Extrait choisi =>
L'arrivée de cet Apple Store à Genève aurait entrainé un glissement notable des ventes de Mac chez les enseignes concurrentes comme la Fnac, Manor et bien évidemment dans le réseau traditionnel. Genève compte plusieurs revendeurs Apple (hors grandes chaines) tels que AltSys ou Computershop, mais elle n'a qu'un seul Apple Premium Reseller (APR) : ART Computer. Des APR avec leur décoration inspirée des Apple Store (avec néanmoins des différences étudiées - comme le look des tables - afin de les démarquer) que l'on trouve maintenant par dizaines un peu partout en France. Ce sont ces APR, pour certains tout jeunes, qui n'ont pas les épaules d'une Fnac ou d'un Darty, qui risquent de souffrir le plus de l'arrivée cette année en France des Apple Store.

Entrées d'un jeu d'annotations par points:
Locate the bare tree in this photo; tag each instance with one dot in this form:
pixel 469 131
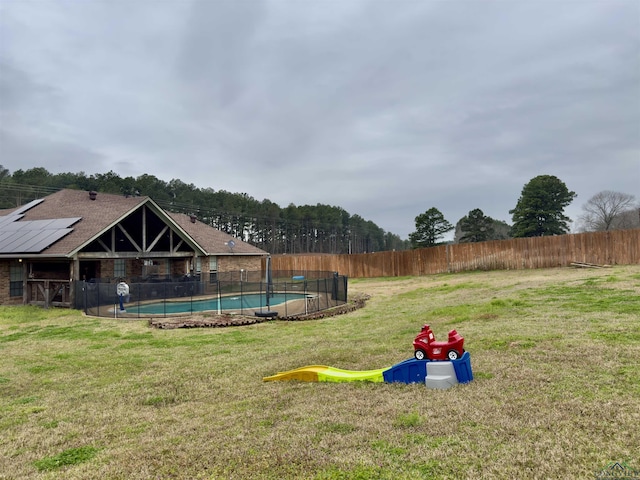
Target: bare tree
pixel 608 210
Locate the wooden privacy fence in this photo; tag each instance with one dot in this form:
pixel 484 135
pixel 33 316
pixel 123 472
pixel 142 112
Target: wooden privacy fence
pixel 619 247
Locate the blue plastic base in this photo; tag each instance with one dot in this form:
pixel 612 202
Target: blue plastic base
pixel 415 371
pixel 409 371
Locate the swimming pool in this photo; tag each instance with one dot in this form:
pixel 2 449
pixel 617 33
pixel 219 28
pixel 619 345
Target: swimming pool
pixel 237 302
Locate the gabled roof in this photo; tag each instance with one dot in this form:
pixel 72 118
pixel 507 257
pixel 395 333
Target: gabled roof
...
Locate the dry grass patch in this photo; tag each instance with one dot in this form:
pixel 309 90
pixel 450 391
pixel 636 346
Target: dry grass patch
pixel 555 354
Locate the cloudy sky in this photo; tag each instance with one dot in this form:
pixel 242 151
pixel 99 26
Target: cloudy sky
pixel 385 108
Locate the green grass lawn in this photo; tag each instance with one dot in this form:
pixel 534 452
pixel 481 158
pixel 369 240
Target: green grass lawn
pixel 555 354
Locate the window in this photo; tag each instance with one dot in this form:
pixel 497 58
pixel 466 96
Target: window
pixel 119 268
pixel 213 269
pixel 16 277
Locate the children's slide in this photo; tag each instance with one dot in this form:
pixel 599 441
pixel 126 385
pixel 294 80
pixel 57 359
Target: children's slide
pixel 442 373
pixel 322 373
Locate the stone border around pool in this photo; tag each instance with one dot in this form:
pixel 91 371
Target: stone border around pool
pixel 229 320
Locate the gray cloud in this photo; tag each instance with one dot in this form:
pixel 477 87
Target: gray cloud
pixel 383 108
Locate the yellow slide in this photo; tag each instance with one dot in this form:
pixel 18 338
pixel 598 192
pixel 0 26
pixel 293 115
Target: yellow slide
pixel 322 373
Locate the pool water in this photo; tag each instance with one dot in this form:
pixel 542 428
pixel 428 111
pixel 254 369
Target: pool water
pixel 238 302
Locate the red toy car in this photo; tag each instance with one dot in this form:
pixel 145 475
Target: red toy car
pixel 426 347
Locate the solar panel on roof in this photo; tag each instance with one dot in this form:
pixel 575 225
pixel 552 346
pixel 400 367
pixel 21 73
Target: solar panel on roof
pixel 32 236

Exercice A => Recopiez le passage de l'extrait sur l'Apple Store de Genève en commençant par « L'arrivée de cet » et en poursuivant jusqu'à « des Apple Store. ».
Exercice B => Réécrivez sous forme de liste le paragraphe de l'extrait sur l'Apple Store de Genève qui commence par « L'arrivée de cet Apple Store », en conservant ses faits principaux.
Ces entrées ne sont pas nécessaires pour ce travail.

Réponse attendue A =>
L'arrivée de cet Apple Store à Genève aurait entrainé un glissement notable des ventes de Mac chez les enseignes concurrentes comme la Fnac, Manor et bien évidemment dans le réseau traditionnel. Genève compte plusieurs revendeurs Apple (hors grandes chaines) tels que AltSys ou Computershop, mais elle n'a qu'un seul Apple Premium Reseller (APR) : ART Computer. Des APR avec leur décoration inspirée des Apple Store (avec néanmoins des différences étudiées - comme le look des tables - afin de les démarquer) que l'on trouve maintenant par dizaines un peu partout en France. Ce sont ces APR, pour certains tout jeunes, qui n'ont pas les épaules d'une Fnac ou d'un Darty, qui risquent de souffrir le plus de l'arrivée cette année en France des Apple Store.

Réponse attendue B =>
- L'ouverture de l'Apple Store de Genève aurait nettement fait reculer les ventes de Mac chez les enseignes concurrentes comme la Fnac et Manor, ainsi que dans le réseau traditionnel.
- Genève compte plusieurs revendeurs Apple hors grandes chaînes, comme AltSys ou Computershop, mais un seul Apple Premium Reseller (APR) : ART Computer.
- Les APR, désormais présents par dizaines un peu partout en France, ont une décoration inspirée des Apple Store, avec des différences étudiées pour s'en démarquer, comme le look des tables.
- Ces APR, parfois très récents et sans les épaules d'une Fnac ou d'un Darty, risquent de souffrir le plus de l'arrivée des Apple Store en France cette année.